■ Exercise objective: The lines you return should be those containing the string "banner", taken from the data below.

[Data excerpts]
------
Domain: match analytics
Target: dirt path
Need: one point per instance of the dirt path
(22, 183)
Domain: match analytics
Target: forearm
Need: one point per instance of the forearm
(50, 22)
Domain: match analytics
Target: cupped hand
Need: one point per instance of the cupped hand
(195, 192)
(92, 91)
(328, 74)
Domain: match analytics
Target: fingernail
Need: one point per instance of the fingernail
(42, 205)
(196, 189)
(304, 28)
------
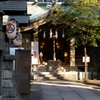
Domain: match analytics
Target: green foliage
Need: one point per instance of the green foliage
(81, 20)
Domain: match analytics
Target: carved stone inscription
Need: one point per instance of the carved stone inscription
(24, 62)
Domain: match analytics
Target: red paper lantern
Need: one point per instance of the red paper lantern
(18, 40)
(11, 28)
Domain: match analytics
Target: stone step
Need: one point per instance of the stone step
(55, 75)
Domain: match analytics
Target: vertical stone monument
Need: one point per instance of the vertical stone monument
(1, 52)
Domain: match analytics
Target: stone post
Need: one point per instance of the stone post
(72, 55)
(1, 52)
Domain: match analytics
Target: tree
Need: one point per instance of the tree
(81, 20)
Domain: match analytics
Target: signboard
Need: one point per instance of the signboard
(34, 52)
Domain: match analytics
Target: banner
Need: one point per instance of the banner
------
■ Response area:
Target: banner
Need: one point per instance of the banner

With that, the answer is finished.